[CONSIGNE DONNÉE 1]: Extrayez les lignes des enregistrements, tout ce qui va de leur début jusqu'à la ligne contenant "x=509 y=114", cette dernière incluse, en les reproduisant sans la moindre modification.

TRAVAUX DE LA COMMISSION

Réunie le mercredi 18 décembre 1996, sous la présidence de M. Jacques Bimbenet, vice-président , la commission a procédé à l'examen du projet de loi n° 152 (1996-1997) relatif au renforcement de la lutte contre le travail illégal et de la proposition de loi n° 97 (1996-1997) de M. Bernard Plasait et plusieurs de ses collègues tendant à renforcer les pouvoirs des agents de contrôle des organismes mentionnés aux articles L. 243-7 et L. 216-6 du code de la sécurité sociale dans la lutte contre le travail clandestin.

Après avoir rappelé que le projet de loi était passé, à la suite de son examen à l'Assemblée nationale de 10 à 32 articles, M. Louis Souvet, rapporteur , a indiqué que les débats à l'Assemblée nationale avaient, sans modifier fondamentalement les orientations du texte, abouti à clarifier davantage la notion de travail clandestin, devenu travail " dissimulé ", et à renforcer les moyens de lutte contre le travail illégal.

Le rapporteur a rappelé les principales raisons justifiant la remise à jour périodique des textes visant à lutter contre le travail clandestin. Il a notamment cité des raisons humaines, les salariés non déclarés se trouvant généralement dans une situation de précarité et d'exclusion difficilement acceptable par notre société ; des raisons économiques, les distorsions de concurrence ainsi engendrées étant susceptibles d'affaiblir certains secteurs d'activités et de détruire l'emploi ; des raisons sociales et fiscales, avec les pertes de recettes des organismes de protection sociale et de l'Etat ; enfin, des raisons liées à la lutte contre l'immigration clandestine.

M. Louis Souvet, rapporteur , a alors souligné que les dispositifs de lutte contre le travail clandestin n'étaient plus en rapport avec l'ampleur du phénomène.

Il a expliqué cette situation par la faiblesse des moyens humains et l'inadaptation des dispositifs juridiques, celle-ci tenant d'une part aux statuts des différents corps de contrôle qui les empêchent de mener des investigations en-dehors de leur mission principale, d'autre part à l'évolution des pratiques, les employeurs adaptant leurs comportements aux évolutions de la législation. Pour le rapporteur, la lutte contre le travail clandestin constitue un complément indispensable du développement économique, de la politique de l'emploi et de la politique d'assainissement des déficits publics.

Après s'être félicité de l'initiative du Gouvernement de lutter contre ce phénomène avec détermination et clarté, le rapporteur a rappelé le contexte juridique dans lequel s'inscrivait le projet de loi.

[ENREGISTREMENTS À TRAITER]:

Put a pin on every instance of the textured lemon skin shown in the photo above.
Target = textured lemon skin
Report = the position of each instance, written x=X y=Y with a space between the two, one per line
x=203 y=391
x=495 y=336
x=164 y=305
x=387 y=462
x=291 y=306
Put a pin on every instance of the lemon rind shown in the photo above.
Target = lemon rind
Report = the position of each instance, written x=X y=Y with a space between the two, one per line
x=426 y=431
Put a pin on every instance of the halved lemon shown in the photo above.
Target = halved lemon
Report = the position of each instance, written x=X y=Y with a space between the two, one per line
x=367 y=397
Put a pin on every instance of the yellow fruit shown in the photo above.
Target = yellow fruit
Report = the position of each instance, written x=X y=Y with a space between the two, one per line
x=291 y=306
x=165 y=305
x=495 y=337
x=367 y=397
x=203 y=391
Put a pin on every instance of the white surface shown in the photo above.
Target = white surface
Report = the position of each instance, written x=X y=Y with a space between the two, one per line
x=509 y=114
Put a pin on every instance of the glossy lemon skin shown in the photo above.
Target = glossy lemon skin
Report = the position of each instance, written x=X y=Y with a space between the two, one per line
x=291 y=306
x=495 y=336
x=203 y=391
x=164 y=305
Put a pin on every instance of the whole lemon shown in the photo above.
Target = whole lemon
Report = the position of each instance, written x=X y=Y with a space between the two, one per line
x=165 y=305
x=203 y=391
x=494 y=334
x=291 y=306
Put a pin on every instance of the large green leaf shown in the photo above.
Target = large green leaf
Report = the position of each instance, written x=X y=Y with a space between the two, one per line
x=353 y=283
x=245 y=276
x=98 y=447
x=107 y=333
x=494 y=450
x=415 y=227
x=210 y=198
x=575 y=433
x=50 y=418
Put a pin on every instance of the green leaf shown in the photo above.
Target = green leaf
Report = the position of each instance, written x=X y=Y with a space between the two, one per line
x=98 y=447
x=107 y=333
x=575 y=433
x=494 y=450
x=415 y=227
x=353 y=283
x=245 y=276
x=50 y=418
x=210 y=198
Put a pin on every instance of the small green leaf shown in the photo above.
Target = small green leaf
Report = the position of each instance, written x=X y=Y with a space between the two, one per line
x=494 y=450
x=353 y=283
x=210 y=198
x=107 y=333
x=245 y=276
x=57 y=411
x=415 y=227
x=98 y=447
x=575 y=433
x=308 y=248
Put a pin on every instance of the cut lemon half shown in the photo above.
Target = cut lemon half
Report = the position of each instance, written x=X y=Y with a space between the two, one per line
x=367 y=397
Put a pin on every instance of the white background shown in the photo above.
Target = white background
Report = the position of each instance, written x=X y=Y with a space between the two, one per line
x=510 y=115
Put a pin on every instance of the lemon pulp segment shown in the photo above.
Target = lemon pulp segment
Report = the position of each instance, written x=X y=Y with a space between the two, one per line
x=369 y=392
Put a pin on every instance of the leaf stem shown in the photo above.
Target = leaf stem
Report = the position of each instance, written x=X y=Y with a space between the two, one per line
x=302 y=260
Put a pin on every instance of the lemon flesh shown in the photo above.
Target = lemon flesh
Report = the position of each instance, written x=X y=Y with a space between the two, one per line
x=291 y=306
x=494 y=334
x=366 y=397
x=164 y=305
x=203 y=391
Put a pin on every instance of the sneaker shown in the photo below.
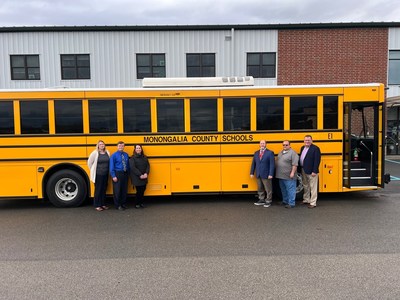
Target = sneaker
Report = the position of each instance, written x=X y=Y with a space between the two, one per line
x=260 y=202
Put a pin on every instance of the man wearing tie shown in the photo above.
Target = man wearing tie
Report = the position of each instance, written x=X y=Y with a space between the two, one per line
x=310 y=158
x=263 y=165
x=119 y=170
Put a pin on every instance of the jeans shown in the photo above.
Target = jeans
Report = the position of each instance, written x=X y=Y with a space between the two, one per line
x=288 y=189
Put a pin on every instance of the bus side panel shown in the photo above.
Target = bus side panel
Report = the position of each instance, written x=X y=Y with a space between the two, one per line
x=235 y=174
x=199 y=175
x=18 y=181
x=159 y=179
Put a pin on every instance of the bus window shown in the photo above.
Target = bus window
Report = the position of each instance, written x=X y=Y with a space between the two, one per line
x=270 y=113
x=34 y=117
x=303 y=112
x=68 y=116
x=102 y=116
x=137 y=115
x=6 y=117
x=203 y=115
x=330 y=112
x=236 y=114
x=170 y=116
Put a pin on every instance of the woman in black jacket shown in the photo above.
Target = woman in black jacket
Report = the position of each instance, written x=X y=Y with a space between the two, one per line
x=139 y=171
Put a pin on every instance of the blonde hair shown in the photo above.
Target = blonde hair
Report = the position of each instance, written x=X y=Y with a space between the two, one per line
x=97 y=146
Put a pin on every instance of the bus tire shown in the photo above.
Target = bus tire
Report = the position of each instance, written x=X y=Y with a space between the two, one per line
x=66 y=188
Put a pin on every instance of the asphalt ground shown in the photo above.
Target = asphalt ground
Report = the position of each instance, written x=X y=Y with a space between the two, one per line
x=205 y=247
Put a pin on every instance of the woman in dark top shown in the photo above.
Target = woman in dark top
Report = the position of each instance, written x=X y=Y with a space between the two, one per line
x=98 y=163
x=139 y=171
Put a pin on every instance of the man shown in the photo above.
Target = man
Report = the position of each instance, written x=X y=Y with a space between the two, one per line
x=286 y=169
x=263 y=165
x=119 y=170
x=310 y=158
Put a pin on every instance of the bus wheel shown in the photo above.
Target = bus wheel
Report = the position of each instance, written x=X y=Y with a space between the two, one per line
x=66 y=188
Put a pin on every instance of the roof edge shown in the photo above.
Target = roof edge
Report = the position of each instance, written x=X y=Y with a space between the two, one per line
x=200 y=27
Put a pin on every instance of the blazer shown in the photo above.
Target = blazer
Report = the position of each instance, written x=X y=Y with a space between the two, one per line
x=312 y=160
x=265 y=166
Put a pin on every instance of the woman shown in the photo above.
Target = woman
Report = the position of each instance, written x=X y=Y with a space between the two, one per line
x=139 y=171
x=98 y=163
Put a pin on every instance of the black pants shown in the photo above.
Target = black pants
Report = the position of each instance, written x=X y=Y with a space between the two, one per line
x=140 y=194
x=100 y=187
x=120 y=188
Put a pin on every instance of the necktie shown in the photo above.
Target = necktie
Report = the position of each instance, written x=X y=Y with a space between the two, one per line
x=123 y=162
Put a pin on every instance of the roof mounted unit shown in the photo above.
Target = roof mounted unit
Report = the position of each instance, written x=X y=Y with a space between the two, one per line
x=197 y=82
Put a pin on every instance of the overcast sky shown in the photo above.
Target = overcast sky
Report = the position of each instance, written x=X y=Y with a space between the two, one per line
x=193 y=12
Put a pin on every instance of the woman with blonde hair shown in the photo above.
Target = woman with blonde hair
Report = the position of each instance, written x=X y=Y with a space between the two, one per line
x=98 y=163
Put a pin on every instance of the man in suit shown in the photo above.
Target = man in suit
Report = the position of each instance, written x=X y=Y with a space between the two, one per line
x=263 y=165
x=310 y=158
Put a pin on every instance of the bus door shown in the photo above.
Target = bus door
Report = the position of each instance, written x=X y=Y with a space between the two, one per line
x=362 y=147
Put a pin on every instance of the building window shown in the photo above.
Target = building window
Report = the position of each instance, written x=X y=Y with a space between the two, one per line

[CONSIGNE DONNÉE 2]: Recopiez à l'identique le passage du texte sur la lutte contre le travail illégal, tout ce qui va de "Il a expliqué" jusqu'à "projet de loi.", ces deux extraits compris.

[RÉPONSE FINALE 1]:
Put a pin on every instance of the textured lemon skin shown in the photo above.
Target = textured lemon skin
Report = the position of each instance, written x=X y=Y with a space between the two, one per line
x=203 y=391
x=495 y=336
x=164 y=305
x=387 y=462
x=291 y=306
Put a pin on every instance of the lemon rind shown in the photo above.
Target = lemon rind
Report = the position of each instance, written x=X y=Y with a space between the two, one per line
x=426 y=431
Put a pin on every instance of the halved lemon shown in the photo above.
Target = halved lemon
Report = the position of each instance, written x=X y=Y with a space between the two, one per line
x=367 y=397
Put a pin on every instance of the yellow fruit shown in the photo above.
Target = yellow fruit
Report = the position of each instance, written x=X y=Y with a space between the two, one per line
x=291 y=306
x=165 y=305
x=495 y=337
x=367 y=397
x=203 y=391
Put a pin on every instance of the white surface shown in the photo above.
Target = white surface
Report = the position of each instance, written x=X y=Y with a space between the two, one per line
x=509 y=114

[RÉPONSE FINALE 2]:
Il a expliqué cette situation par la faiblesse des moyens humains et l'inadaptation des dispositifs juridiques, celle-ci tenant d'une part aux statuts des différents corps de contrôle qui les empêchent de mener des investigations en-dehors de leur mission principale, d'autre part à l'évolution des pratiques, les employeurs adaptant leurs comportements aux évolutions de la législation. Pour le rapporteur, la lutte contre le travail clandestin constitue un complément indispensable du développement économique, de la politique de l'emploi et de la politique d'assainissement des déficits publics.

Après s'être félicité de l'initiative du Gouvernement de lutter contre ce phénomène avec détermination et clarté, le rapporteur a rappelé le contexte juridique dans lequel s'inscrivait le projet de loi.